ARBEITSAUFTRAG 1: Liste alle Eigenschaftswörter auf, mit denen der Herr im Text über die anvertrauten Talente seine Diener bezeichnet. Gib sie in der Grundform an.
ARBEITSAUFTRAG 2:
Beantworte zum Text über die anvertrauten Talente die folgenden Fragen:
(a) Wie viele Talente gewann der Diener, der fünf erhalten hatte, hinzu?
(b) Was tat der Diener mit dem einen Talent, um das Geld zu verstecken?
(c) Wer soll das Talent bekommen, das diesem Diener weggenommen wird?
ARBEITSAUFTRAG 3: Schreibe den Text über die anvertrauten Talente nach seinem letzten Satz weiter.

AUSGEWÄHLTER AUSZUG:
19. November 2023
Wer hat, dem wird gegeben
Es ist wie mit einem Mann, der auf Reisen ging. Er rief seine Diener und vertraute ihnen sein Vermögen an. Dem einen gab er fünf Talente Silbergeld, einem anderen zwei, wieder einem anderen eines, jedem nach seinen Fähigkeiten. Dann reiste er ab. Sofort ging der Diener, der die fünf Talente erhalten hatte hin, wirtschaftete mit ihnen und gewann noch fünf weitere dazu. Ebenso gewann der, der zwei erhalten hatte, noch zwei weitere dazu. Der aber, der das eine Talent erhalten hatte, ging und grub ein Loch in die Erde und versteckte das Geld seines Herrn. Nach langer Zeit kehrte der Herr jener Diener zurück und hielt Abrechnung mit ihnen. Da kam der, der die fünf Talente erhalten hatte, brachte fünf weitere und sagte: Herr, fünf Talente hast du mir gegeben; sieh her, ich habe noch fünf dazugewonnen. Sein Herr sagte zu ihm: Sehr gut, du tüchtiger und treuer Diener. Über Weniges warst du treu, über Vieles werde ich dich setzen. Komm, nimm teil am Freudenfest deines Herrn! Dann kam der Diener, der zwei Talente erhalten hatte, und sagte: Herr, du hast mir zwei Talente gegeben; sieh her, ich habe noch zwei dazugewonnen. Sein Herr sagte zu ihm: Sehr gut, du tüchtiger und treuer Diener. Über Weniges warst du treu, über Vieles werde ich dich setzen. Komm, nimm teil am Freudenfest deines Herrn! Es kam aber auch der Diener, der das eine Talent erhalten hatte, und sagte: Herr, ich wusste, dass du ein strenger Mensch bist; du erntest, wo du nicht gesät hast, und sammelst, wo du nicht ausgestreut hast; weil ich Angst hatte, habe ich dein Geld in der Erde versteckt. Sieh her, hier hast du das Deine. Sein Herr antwortete und sprach zu ihm: Du bist ein schlechter und fauler Diener! Du hast gewusst, dass ich ernte, wo ich nicht gesät habe, und sammle, wo ich nicht ausgestreut habe. Du hättest mein Geld auf die Bank bringen müssen, dann hätte ich es bei meiner Rückkehr mit Zinsen zurückerhalten. Nehmt ihm also das Talent weg und gebt es dem, der die zehn Talente hat! Denn wer hat, dem wird gegeben werden und er wird im Überfluss haben; wer aber nicht hat, dem wird auch noch weggenommen, was er hat. Werft den nichtsnutzigen Diener hinaus in die äußerste Finsternis! Dort wird Heulen und Zähneknirschen sein.

DATENAUSZUG:
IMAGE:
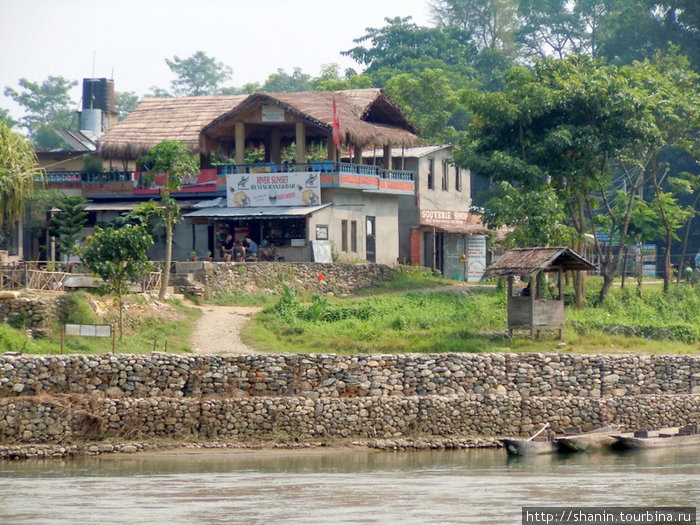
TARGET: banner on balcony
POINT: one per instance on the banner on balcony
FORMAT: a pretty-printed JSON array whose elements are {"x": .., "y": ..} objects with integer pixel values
[
  {"x": 204, "y": 181},
  {"x": 244, "y": 190}
]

ANTWORT 1: tüchtig, treu, schlecht, faul, nichtsnutzig

ANTWORT 2:
(a) Er gewann fünf weitere Talente hinzu.
(b) Er grub ein Loch in die Erde und versteckte das Geld darin.
(c) Der Diener, der die zehn Talente hat.

ANTWORT 3:
Gedanken zum Text
„Wer hat dem, wird gegeben.“ Wieder so ein Sprichwort, von dem kaum einer weiß, dass es ursprünglich aus der Bibel stammt. Vor allem im Kontext dieses Gleichnisses würde man so einen Spruch aus dem Mund von Jesus eigentlich nicht erwarten. Es klingt unsympathisch, ungerecht und nach einer üblen Laune des Schicksals. Es klingt nach einem Plädoyer für Kapitalismus und Streben nach Reichtum.
Aber darum geht es hier eigentlich gar nicht. Die Bibelstelle steht im Kontext anderer Gleichnisse. Thema ist hier der Glaube: Wenn wir Einblick in den Glauben erhalten, dann liegt es an uns, ihn zu vermehren. Es nützt uns nicht, wenn wir den Funken des Glaubens einfach so erhalten. Wir sollten ihn pflegen und größer werden lassen.
Dasselbe gilt übrigens auch für Liebe und Freundschaft: Sie müssen gepflegt und vermehrt werden, nicht einfach eingegraben werden.
In diesem Sinne: Vermehren wir unseren Glauben, unsere Liebe und unsere Freundschaften, nicht (nur) unser Geld!